** Pointing records **

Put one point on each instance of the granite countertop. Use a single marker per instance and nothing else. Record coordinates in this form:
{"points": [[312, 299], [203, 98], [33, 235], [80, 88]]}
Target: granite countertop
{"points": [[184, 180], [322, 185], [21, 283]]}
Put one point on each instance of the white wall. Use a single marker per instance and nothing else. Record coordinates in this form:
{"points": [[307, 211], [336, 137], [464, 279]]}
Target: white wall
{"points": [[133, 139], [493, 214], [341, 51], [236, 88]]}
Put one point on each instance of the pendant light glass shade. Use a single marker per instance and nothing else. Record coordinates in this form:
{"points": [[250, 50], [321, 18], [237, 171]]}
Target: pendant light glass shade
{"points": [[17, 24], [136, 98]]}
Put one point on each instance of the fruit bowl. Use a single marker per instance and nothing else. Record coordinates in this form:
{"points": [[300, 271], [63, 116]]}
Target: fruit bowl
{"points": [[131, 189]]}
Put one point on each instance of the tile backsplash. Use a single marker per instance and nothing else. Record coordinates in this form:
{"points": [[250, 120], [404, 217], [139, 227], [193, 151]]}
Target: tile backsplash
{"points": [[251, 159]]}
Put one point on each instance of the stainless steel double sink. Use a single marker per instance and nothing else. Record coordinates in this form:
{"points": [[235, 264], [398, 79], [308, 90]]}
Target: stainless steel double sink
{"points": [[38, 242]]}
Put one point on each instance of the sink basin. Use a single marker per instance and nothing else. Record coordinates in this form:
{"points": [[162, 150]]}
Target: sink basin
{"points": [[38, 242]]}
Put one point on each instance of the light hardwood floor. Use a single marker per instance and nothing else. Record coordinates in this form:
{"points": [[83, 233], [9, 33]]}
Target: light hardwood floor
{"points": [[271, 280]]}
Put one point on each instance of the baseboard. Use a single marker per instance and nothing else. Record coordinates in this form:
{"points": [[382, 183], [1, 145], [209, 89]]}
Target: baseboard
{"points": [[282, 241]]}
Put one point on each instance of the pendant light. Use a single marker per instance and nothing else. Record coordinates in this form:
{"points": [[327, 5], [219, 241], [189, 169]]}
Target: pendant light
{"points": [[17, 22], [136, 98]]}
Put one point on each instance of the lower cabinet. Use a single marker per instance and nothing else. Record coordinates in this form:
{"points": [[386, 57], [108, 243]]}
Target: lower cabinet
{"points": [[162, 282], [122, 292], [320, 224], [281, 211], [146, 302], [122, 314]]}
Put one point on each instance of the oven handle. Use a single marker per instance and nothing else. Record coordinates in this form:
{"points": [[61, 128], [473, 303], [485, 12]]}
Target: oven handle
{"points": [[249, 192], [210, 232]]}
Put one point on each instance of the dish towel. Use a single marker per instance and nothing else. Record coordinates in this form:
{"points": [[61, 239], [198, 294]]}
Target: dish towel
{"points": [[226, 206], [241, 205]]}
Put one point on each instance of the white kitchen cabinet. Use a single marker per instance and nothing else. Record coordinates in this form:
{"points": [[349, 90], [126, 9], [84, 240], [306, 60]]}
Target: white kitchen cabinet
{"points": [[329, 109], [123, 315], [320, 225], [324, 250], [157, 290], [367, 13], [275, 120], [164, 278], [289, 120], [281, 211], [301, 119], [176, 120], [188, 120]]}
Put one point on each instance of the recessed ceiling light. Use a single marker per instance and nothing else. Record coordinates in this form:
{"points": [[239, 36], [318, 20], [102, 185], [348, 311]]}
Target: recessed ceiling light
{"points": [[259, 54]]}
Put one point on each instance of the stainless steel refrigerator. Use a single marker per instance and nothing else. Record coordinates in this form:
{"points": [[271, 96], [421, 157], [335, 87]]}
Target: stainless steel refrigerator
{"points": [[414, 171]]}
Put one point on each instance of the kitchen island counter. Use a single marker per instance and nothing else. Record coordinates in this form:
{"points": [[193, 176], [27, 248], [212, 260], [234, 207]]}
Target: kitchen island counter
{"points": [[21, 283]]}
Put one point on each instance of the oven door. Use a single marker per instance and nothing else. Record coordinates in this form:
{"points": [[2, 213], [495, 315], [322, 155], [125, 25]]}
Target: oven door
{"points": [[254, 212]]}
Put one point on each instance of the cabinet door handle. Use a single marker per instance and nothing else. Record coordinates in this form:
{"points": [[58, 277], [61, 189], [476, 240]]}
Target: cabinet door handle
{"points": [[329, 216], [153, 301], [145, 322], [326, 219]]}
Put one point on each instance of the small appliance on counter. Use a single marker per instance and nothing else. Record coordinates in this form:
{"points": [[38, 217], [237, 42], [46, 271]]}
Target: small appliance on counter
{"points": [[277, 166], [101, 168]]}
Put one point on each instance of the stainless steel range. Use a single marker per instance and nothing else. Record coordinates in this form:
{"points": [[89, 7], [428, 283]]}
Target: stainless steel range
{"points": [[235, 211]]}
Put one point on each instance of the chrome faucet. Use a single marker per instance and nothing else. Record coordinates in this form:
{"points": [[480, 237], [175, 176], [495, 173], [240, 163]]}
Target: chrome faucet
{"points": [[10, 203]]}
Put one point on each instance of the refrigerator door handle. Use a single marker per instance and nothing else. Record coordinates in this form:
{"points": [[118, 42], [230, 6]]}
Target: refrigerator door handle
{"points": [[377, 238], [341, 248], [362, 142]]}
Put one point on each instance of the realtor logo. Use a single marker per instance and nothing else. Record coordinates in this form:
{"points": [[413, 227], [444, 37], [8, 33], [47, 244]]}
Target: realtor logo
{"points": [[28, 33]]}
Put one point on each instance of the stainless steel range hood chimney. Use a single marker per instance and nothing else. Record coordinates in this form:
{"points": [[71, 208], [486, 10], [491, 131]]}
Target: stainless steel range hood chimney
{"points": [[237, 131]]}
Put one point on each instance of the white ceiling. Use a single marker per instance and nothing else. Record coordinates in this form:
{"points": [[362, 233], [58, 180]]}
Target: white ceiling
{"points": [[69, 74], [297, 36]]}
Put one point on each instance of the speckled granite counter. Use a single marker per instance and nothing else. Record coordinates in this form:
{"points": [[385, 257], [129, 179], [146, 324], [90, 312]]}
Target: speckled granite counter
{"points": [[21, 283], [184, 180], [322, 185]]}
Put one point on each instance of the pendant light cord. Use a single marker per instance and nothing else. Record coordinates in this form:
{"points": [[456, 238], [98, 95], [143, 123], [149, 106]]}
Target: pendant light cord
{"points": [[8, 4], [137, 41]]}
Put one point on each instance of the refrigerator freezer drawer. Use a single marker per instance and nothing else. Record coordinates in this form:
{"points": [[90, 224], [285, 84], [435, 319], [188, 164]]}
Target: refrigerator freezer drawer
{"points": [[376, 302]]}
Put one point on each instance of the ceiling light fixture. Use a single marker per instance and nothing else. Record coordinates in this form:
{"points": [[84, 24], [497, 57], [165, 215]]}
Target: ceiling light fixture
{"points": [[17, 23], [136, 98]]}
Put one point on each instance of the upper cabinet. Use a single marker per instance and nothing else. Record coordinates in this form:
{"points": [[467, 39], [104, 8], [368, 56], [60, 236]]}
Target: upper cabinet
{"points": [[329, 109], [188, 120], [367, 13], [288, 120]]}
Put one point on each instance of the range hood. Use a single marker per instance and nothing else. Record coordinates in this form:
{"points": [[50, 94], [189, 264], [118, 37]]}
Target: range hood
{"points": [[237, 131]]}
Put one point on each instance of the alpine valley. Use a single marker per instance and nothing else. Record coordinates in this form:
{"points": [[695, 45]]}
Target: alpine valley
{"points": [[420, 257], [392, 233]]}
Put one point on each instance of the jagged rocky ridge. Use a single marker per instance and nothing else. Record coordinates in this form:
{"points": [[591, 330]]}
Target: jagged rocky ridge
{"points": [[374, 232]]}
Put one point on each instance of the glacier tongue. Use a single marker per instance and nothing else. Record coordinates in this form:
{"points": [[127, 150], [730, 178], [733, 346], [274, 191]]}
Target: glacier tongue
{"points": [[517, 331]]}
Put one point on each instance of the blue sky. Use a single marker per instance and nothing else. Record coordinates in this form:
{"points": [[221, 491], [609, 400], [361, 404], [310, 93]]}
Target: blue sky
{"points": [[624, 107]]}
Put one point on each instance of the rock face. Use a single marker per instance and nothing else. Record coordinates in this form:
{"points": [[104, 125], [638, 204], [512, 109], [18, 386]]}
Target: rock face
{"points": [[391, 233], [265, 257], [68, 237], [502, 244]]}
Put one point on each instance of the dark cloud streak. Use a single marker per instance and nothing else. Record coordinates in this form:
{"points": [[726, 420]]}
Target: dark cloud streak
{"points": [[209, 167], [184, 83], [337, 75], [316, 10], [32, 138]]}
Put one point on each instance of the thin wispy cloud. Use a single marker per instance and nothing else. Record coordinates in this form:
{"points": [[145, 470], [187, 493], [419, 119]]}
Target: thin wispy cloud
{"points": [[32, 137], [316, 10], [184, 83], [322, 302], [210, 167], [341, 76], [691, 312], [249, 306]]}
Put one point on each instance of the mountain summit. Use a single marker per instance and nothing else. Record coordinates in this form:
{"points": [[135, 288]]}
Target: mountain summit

** Exercise **
Give exactly the lines from the one with "Put one point on each instance of the dark" to the end of the entries, nothing before them.

** The answer **
Put one point on each instance of the dark cloud streak. Use a single marker per instance and nothing else. Record coordinates in this form:
{"points": [[726, 420]]}
Target: dark cloud streak
{"points": [[209, 167], [184, 83], [337, 75], [316, 10], [32, 138]]}
Put one point on each instance of the thin wispy cloud. Use a single marker per instance and nothing else. Record coordinates in this form:
{"points": [[145, 470], [187, 493], [419, 119]]}
Target: thin wispy cloud
{"points": [[32, 137], [316, 10], [184, 83], [322, 302], [210, 167], [341, 76], [691, 312], [249, 306]]}
Put one point on each instance of the mountain summit. Use a single marker per instance and nothing else. Record coordinates in this form:
{"points": [[135, 288]]}
Target: mountain summit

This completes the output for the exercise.